WHAT TO WORK ON: What is needed is an exact transcription of the listing, with the images removed.

MATERIAL SHOWN:
=== Begin Enclosure ===
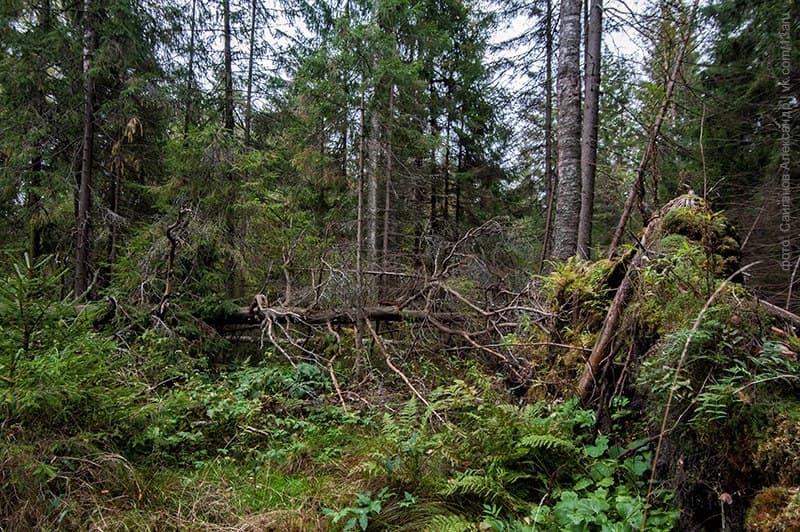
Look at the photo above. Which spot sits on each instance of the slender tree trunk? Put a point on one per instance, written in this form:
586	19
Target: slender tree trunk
360	226
549	177
373	153
228	111
568	203
187	119
637	188
83	243
387	189
248	113
591	115
446	174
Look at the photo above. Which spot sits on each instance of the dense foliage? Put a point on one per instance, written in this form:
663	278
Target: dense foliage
291	266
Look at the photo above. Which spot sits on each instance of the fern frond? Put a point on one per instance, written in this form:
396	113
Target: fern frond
480	484
449	523
546	442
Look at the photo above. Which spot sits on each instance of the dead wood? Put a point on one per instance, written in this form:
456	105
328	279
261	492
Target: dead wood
602	349
254	315
780	313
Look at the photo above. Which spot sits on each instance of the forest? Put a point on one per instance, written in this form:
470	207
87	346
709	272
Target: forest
421	265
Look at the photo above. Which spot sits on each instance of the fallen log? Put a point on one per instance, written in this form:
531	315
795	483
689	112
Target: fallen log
254	315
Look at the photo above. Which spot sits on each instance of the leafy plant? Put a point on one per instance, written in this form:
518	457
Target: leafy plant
359	514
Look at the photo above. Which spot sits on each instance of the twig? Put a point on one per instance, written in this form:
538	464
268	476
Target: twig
681	361
382	348
330	366
266	327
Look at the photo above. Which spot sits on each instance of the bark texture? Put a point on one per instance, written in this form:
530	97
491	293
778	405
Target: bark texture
568	202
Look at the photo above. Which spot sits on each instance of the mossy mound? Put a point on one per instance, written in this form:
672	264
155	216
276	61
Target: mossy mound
691	337
775	509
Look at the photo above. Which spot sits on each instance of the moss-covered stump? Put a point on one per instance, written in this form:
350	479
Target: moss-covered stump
775	509
689	335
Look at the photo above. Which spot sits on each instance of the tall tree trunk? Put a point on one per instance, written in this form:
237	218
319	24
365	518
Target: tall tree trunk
387	188
187	119
360	225
590	121
549	177
83	244
568	203
637	188
228	111
373	151
248	112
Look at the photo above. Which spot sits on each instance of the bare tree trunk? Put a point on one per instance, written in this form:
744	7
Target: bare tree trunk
373	150
387	192
568	203
360	227
591	113
187	119
228	111
83	243
637	188
248	112
548	136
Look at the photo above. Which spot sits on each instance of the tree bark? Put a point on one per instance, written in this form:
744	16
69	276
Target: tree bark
228	110
187	119
83	221
637	188
568	202
591	113
387	193
248	112
549	177
373	151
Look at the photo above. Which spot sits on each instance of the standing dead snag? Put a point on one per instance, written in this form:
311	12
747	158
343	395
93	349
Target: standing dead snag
161	309
602	348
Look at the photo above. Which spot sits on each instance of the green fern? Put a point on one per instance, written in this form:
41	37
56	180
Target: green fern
547	442
449	523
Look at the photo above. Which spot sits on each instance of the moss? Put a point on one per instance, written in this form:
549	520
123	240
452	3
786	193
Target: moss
774	509
779	455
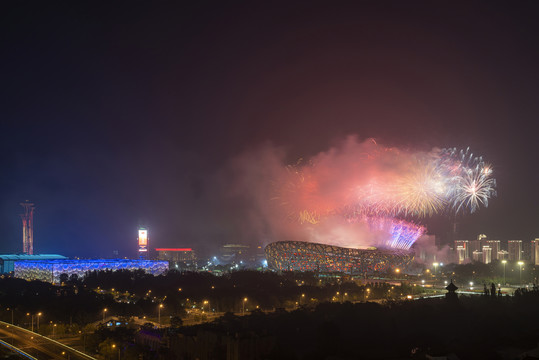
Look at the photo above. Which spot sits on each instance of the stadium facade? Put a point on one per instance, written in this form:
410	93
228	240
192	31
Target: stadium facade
51	270
305	256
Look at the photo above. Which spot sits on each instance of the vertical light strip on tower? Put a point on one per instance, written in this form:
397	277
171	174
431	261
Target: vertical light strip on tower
143	243
28	228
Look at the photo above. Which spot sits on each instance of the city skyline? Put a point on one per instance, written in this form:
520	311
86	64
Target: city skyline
107	127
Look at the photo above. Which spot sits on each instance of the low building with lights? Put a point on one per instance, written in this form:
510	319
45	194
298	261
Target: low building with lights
178	258
51	270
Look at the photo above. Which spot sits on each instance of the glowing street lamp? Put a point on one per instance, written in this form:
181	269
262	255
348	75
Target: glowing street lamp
520	263
243	305
504	262
114	346
38	315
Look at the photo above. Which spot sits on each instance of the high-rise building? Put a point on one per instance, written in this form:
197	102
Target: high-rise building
514	247
474	245
495	246
461	254
143	243
535	252
463	251
28	228
477	256
487	254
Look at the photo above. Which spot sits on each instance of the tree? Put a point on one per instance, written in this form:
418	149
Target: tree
176	322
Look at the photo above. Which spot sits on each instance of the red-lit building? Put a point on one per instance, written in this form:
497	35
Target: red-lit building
178	258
=== End Enclosure ===
EXPECTED ANSWER:
Look at the photo above. Which spot sits on each instance of the slender tree trunk? Put a point on one per instance, written in this form:
586	19
Target: slender tree trunk
360	226
549	177
373	153
228	111
568	203
187	119
637	188
83	243
387	189
248	113
591	115
446	174
Look at the photo above. Which spot sits on each instance of the dense foliage? Put a point on one per instance, written in this form:
663	278
Target: dense foliage
291	266
Look at the photo above. Which spot sits on each instance of the fern frond? Put a point on one per instance, written in this form:
396	113
Target: fern frond
480	484
449	523
546	442
Look at the photo above. Which spot sits on each instance of the dead wood? Put a point on one per instance, written in this form:
456	105
328	279
261	492
Target: dead wood
602	349
254	315
780	313
Look at the photo above. Which spot sits on each instance of the forest? Put a point on one per instance, written in this form:
470	207
87	346
709	272
Target: forest
421	265
Look at the photo above. Which spot sits on each instance of the fallen log? Put a point on one per instance, written in this form:
531	315
795	483
689	112
Target: fallen log
254	315
Look at the photo above. Which spot sits on each instance of the leafy plant? Put a point on one per instance, written in this form:
518	457
Target: leafy plant
359	514
Look at the photo above. Which spot sits on each instance of the twig? Put a point on one per instance, written in this form:
538	464
268	476
Target: twig
681	361
382	348
330	366
266	327
Look at the photo above. Which spot sits on each instance of the bark texture? Put a point on one per instance, written in this form:
530	97
491	293
778	405
Target: bark texture
568	202
Look at the photo above. Which spot sits on each instance of the mossy mound? Put a point on one per instance, written in this form:
672	264
155	216
276	61
Target: mossy mound
691	337
775	509
Look at the photo above. Which spot sits on each instance of the moss-covered stump? Put a point on one per instance, written in this form:
350	479
Target: moss-covered stump
775	509
689	335
Look at the photo above. Which spot sits on each instance of the tall tree trunk? Put a point on one per instance, written in this form:
237	218
319	24
365	518
Target: tall tree trunk
387	188
187	119
360	225
590	121
549	177
83	244
568	203
637	188
228	111
373	151
248	112
Look at the photo above. Which spot sits on each instance of the bare tree trunk? Put a point on one per instance, written in this form:
744	7
Target: bare tree trunk
373	150
387	192
568	203
360	227
591	113
187	119
228	111
83	243
637	188
248	112
548	136
Look at the photo above. Which spot sits on each instance of the tree bark? Put a point on one per instance, written in this form:
744	16
69	276
Target: tree bark
228	110
187	119
83	221
637	188
568	202
591	113
387	193
248	112
549	177
373	151
Look at the photo above. Which spot sits on each instance of the standing dead snag? Put a point on one per instance, written in this form:
311	12
747	158
343	395
93	349
Target: standing dead snag
161	309
602	348
Look at the photo above. Which spot sits on each instance of the green fern? Put a point on one per instance, written in this form:
41	37
56	180
Target: green fern
547	442
449	523
Look at the photo above. Which spot sits on each instance of the moss? Put a point on one per instance, written in this form:
549	520
123	240
452	3
786	193
Target: moss
774	509
779	455
Look at the photo above. Which spot sits on each instance of the stadium facade? Put a point on one per instance, written in this form:
410	93
228	240
192	31
Target: stadium facade
51	270
305	256
Look at the photo above. Which spot sits on each instance of the vertical light strip on tower? Put a point on one per instance, written in this form:
397	277
171	174
431	261
Target: vertical light strip on tower
143	243
28	228
Look at the photo above. Which spot sits on each instance of the city skyline? Put a point on one per instance, written in this form:
520	311
86	64
Target: city skyline
107	127
Look at the photo above. Which spot sits on each instance of the low building with lights? Put a point on one per instance, written in this form:
510	319
45	194
298	261
Target: low building with lights
178	258
51	270
Look at the photo above. Which spot sits on each instance of the glowing street lamp? Put a point on one per instance, written in this form:
181	269
262	255
348	75
Target: glowing street lamp
520	263
243	305
504	262
114	346
38	315
Look at the photo above. Which spot sits on each instance of the high-rise building? Put a point on one per instance, written in this form:
197	102
Target: high-rise building
514	247
474	245
495	246
461	254
143	243
535	252
463	251
28	228
477	256
487	254
Look at the photo above. Which spot sits on each instance of the tree? Put a point on one per instance, written in this form:
418	149
Target: tree
176	322
Look at the photo above. Which spot sits on each instance of the red-lit building? Put a point on one per instance, written in this form:
497	35
Target: red-lit building
178	258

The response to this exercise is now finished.